(Object detection data)
++++++++
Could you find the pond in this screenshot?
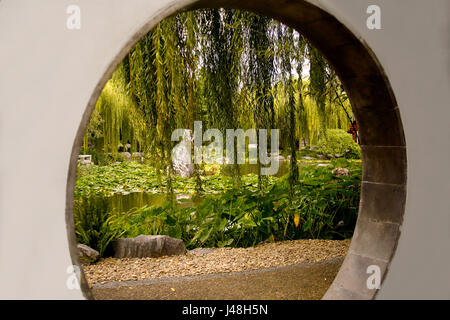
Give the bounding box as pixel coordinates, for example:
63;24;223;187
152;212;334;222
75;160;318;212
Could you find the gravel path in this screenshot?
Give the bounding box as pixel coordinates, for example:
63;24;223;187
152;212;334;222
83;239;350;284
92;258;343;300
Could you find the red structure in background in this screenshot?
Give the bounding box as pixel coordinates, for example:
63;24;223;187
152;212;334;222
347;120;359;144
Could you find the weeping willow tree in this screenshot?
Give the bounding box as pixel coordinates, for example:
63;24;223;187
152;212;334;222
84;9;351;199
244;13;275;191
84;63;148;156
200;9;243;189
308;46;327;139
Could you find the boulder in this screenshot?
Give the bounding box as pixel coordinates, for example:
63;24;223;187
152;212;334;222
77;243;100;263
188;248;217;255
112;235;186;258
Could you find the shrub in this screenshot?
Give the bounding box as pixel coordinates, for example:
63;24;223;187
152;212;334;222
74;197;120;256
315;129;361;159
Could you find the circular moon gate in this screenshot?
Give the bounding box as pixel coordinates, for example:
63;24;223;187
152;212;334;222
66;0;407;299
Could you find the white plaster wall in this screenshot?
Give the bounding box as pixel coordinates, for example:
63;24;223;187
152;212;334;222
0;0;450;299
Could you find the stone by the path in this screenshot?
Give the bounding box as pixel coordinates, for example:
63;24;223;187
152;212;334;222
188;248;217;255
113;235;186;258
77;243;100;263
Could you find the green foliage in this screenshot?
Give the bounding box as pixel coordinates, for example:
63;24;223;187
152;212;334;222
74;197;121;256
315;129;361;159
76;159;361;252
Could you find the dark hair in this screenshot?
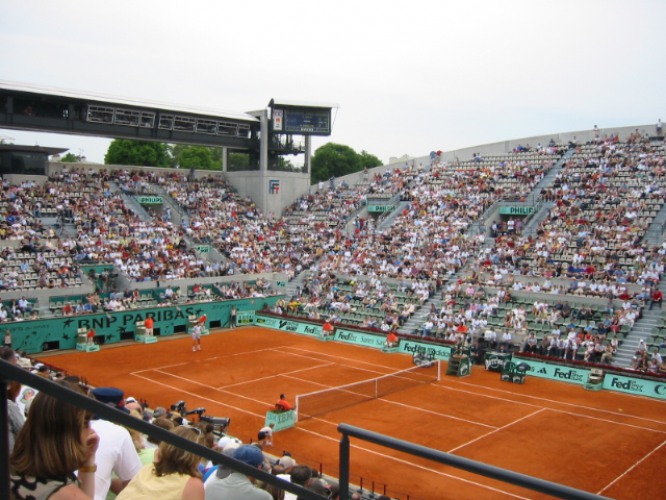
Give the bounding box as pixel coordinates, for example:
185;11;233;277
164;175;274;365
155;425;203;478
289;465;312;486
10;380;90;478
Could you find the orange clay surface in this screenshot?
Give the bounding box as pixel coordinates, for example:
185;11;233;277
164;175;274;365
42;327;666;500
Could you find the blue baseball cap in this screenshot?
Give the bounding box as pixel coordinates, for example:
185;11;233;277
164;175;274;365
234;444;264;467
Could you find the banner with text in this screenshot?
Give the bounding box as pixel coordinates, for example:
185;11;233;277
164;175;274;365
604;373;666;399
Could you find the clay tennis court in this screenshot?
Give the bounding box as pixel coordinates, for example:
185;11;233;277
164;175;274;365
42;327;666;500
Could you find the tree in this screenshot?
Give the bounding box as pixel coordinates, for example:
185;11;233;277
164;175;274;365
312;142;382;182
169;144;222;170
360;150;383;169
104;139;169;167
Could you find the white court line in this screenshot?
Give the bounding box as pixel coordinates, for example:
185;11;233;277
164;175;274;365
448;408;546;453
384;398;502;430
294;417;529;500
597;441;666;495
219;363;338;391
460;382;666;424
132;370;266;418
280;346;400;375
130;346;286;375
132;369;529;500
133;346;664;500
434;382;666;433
++++++++
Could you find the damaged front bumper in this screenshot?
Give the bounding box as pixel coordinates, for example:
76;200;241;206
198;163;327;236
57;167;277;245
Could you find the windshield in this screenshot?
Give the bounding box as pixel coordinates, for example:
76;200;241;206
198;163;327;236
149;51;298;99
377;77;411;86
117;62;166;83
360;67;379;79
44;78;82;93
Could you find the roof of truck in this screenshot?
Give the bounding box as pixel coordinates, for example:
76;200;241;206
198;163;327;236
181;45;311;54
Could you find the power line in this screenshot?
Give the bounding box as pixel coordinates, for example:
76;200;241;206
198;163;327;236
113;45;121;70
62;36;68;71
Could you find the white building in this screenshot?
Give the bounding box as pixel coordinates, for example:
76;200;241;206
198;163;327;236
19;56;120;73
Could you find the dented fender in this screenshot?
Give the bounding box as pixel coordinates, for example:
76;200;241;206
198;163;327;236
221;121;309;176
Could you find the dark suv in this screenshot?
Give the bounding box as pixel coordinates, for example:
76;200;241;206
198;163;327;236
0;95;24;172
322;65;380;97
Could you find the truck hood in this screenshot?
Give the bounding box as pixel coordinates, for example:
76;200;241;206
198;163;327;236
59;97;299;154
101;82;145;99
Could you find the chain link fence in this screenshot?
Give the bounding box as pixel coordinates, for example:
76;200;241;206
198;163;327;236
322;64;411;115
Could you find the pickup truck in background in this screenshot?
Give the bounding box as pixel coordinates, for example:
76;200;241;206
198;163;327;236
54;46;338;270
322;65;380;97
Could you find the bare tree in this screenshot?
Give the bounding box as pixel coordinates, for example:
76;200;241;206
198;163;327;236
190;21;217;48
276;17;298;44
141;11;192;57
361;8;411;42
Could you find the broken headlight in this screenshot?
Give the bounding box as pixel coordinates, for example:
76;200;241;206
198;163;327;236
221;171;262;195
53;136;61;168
++++++++
_Aim_. Copy the material word for word, beginning at the line containing "Could you find the broken" and ending after the line containing "53;136;61;168".

_Answer to the problem_.
Could you find the broken headlight in this screenshot?
Give the bounding box as pixel coordinates, for example:
76;200;241;206
198;163;327;236
221;171;262;195
53;136;61;168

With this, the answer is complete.